──────── Records for the exercise ────────

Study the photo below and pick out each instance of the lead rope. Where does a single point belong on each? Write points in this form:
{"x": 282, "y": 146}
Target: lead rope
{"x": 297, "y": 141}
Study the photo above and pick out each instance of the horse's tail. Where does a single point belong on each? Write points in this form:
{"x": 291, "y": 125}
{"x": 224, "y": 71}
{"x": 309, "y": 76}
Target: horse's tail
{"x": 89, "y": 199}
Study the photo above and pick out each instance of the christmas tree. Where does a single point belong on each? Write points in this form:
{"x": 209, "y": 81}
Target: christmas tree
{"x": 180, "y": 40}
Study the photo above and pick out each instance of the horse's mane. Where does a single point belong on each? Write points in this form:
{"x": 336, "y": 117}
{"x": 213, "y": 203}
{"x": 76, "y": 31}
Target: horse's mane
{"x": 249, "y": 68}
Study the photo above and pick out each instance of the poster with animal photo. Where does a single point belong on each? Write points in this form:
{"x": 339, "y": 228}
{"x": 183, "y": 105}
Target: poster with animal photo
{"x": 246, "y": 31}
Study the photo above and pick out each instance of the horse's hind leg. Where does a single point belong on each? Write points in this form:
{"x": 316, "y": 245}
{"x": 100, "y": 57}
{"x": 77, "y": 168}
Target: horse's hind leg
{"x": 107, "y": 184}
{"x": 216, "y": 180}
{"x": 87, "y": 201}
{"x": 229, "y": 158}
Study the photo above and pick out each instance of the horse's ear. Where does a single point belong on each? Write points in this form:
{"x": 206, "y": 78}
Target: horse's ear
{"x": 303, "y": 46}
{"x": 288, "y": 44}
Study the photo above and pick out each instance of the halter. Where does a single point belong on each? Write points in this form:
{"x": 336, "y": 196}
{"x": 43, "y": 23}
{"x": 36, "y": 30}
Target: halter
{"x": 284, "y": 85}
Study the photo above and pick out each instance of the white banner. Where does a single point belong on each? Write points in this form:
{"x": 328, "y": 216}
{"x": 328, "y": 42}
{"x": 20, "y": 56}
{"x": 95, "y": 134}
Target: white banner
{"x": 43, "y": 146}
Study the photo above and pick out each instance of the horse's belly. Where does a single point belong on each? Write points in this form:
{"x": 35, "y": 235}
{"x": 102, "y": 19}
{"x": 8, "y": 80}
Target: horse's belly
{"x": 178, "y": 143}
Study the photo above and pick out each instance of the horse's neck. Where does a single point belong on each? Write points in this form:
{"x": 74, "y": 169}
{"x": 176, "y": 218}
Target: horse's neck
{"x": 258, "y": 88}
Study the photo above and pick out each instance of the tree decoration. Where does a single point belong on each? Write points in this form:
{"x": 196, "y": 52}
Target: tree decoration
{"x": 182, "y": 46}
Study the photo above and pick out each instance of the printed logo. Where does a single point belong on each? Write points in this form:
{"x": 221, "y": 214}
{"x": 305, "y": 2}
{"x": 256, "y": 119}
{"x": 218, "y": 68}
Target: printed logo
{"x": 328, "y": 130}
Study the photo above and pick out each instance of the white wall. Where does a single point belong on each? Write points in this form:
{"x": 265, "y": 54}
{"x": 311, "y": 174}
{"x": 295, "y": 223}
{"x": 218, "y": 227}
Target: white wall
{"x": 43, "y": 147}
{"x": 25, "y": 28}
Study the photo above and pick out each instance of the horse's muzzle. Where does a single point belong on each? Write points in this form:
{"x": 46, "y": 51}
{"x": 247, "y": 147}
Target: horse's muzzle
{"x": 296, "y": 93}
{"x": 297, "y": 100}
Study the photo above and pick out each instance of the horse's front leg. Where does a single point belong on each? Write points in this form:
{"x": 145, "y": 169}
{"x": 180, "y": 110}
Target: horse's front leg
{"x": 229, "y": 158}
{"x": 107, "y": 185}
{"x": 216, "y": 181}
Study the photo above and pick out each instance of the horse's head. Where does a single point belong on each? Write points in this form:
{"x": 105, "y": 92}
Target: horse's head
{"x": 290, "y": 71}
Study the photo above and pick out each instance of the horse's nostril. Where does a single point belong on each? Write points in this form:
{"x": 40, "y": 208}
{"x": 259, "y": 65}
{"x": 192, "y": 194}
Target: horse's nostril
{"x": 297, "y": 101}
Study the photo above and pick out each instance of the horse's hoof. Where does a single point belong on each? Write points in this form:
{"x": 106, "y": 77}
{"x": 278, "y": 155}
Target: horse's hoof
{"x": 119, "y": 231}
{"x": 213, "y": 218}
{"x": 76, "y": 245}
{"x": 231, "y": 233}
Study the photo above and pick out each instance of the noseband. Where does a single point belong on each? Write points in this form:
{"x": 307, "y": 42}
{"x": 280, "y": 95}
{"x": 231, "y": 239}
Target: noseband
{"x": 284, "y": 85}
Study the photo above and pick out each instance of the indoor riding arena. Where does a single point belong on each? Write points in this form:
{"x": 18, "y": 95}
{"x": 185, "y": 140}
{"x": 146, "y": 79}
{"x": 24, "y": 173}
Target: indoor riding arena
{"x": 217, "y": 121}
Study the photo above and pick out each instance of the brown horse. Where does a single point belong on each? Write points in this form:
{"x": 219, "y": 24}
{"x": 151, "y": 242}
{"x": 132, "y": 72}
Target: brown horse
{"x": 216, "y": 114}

────────

Objective
Extract the full listing and reproduce each line exactly.

Correct answer
Study the photo below and pick out each instance of the lead rope. Where does a single point belong on each? Write points in this form:
{"x": 282, "y": 146}
Target: lead rope
{"x": 297, "y": 141}
Study the photo above and pick out each instance of the horse's tail. Where does a single point belong on each? Write points in this form:
{"x": 291, "y": 125}
{"x": 224, "y": 71}
{"x": 309, "y": 76}
Target: horse's tail
{"x": 89, "y": 199}
Study the photo above and pick out each instance of the christmas tree. Where does a single point belong on each? Write points in this form:
{"x": 209, "y": 81}
Target: christmas tree
{"x": 180, "y": 40}
Study the photo above and pick out each instance of the horse's mane. Where does a single point belong on each? Write points in this form:
{"x": 336, "y": 117}
{"x": 213, "y": 203}
{"x": 76, "y": 31}
Target: horse's mane
{"x": 249, "y": 68}
Study the photo above and pick out each instance of the poster with animal photo. Where does a single point belong on each? Write points in this form:
{"x": 339, "y": 228}
{"x": 183, "y": 105}
Target: poster with animal photo
{"x": 246, "y": 31}
Study the photo above and pick out each instance of the horse's hind leg. Where does a single point belong on each? Write points in this form:
{"x": 316, "y": 245}
{"x": 100, "y": 57}
{"x": 77, "y": 168}
Target: horse's hind leg
{"x": 107, "y": 184}
{"x": 216, "y": 180}
{"x": 87, "y": 201}
{"x": 229, "y": 158}
Study the photo above and pick out each instance of the horse's ear. Where does a single point belong on each? Write points in this form:
{"x": 206, "y": 78}
Target: horse's ear
{"x": 303, "y": 46}
{"x": 288, "y": 44}
Study the photo above and pick out each instance of the halter. Where does a single point belong on each? Write points in this form:
{"x": 336, "y": 196}
{"x": 43, "y": 23}
{"x": 36, "y": 30}
Target: halter
{"x": 284, "y": 85}
Study the photo above and pick out each instance of the white banner. Where does a single point belong on each? Write points in this form:
{"x": 328, "y": 216}
{"x": 328, "y": 42}
{"x": 20, "y": 56}
{"x": 95, "y": 134}
Target: white banner
{"x": 43, "y": 146}
Study the photo above and pick out each instance of the horse's belly. Where does a single point belong on each? Write points in this form:
{"x": 35, "y": 235}
{"x": 102, "y": 19}
{"x": 8, "y": 80}
Target: horse's belly
{"x": 178, "y": 143}
Study the photo above and pick out each instance of the horse's neck. Where does a single point belong on each? Write points in this form:
{"x": 74, "y": 169}
{"x": 176, "y": 218}
Target: horse's neck
{"x": 258, "y": 88}
Study the photo above and pick out each instance of the tree decoration. Where does a single point belong on each? Write points in this form:
{"x": 196, "y": 52}
Target: tree decoration
{"x": 182, "y": 46}
Study the photo above and pick out each instance of the printed logo. Where does a single point belong on each? Write points in this form:
{"x": 221, "y": 214}
{"x": 305, "y": 2}
{"x": 256, "y": 119}
{"x": 218, "y": 68}
Target: printed logo
{"x": 328, "y": 130}
Study the photo above and pick out each instance of the white wall. Where does a single point belong on each? Write points in this form:
{"x": 265, "y": 54}
{"x": 311, "y": 174}
{"x": 295, "y": 223}
{"x": 218, "y": 227}
Target: white wall
{"x": 43, "y": 147}
{"x": 25, "y": 28}
Study the photo above and pick out each instance of the horse's muzzle. Where does a single point belong on each? Write points in this form:
{"x": 46, "y": 51}
{"x": 247, "y": 147}
Target: horse's muzzle
{"x": 296, "y": 93}
{"x": 297, "y": 100}
Study the photo above and pick out each instance of the horse's front leg. Where does a single point belong on each? Write points in this form:
{"x": 145, "y": 169}
{"x": 180, "y": 110}
Target: horse's front leg
{"x": 229, "y": 158}
{"x": 107, "y": 185}
{"x": 216, "y": 181}
Study the photo above and pick out each instance of the horse's head. Where does a single point belong on each? Write points in this form:
{"x": 105, "y": 92}
Target: horse's head
{"x": 290, "y": 71}
Study the photo above and pick out each instance of the horse's nostril. Where does a single point belong on each? Write points in this form:
{"x": 40, "y": 208}
{"x": 259, "y": 65}
{"x": 192, "y": 194}
Target: horse's nostril
{"x": 297, "y": 101}
Study the photo above and pick out each instance of the horse's hoof. Where does a single point belong on each? Write points in this form:
{"x": 106, "y": 77}
{"x": 278, "y": 155}
Target: horse's hoof
{"x": 119, "y": 231}
{"x": 213, "y": 218}
{"x": 76, "y": 245}
{"x": 231, "y": 233}
Study the photo above and pick out each instance of the noseband. Where does a single point belong on each? Write points in this form:
{"x": 307, "y": 42}
{"x": 280, "y": 95}
{"x": 231, "y": 239}
Target: noseband
{"x": 284, "y": 85}
Study the photo above and pick out each instance of the indoor riding arena. Where does a single point belong on each? Write points in this form:
{"x": 18, "y": 95}
{"x": 185, "y": 140}
{"x": 146, "y": 79}
{"x": 24, "y": 173}
Target: indoor riding arena
{"x": 217, "y": 121}
Study the photo above and pick out each instance of the brown horse. Where does a single point belong on each? Write points in this form:
{"x": 219, "y": 24}
{"x": 151, "y": 242}
{"x": 132, "y": 72}
Target: brown horse
{"x": 216, "y": 114}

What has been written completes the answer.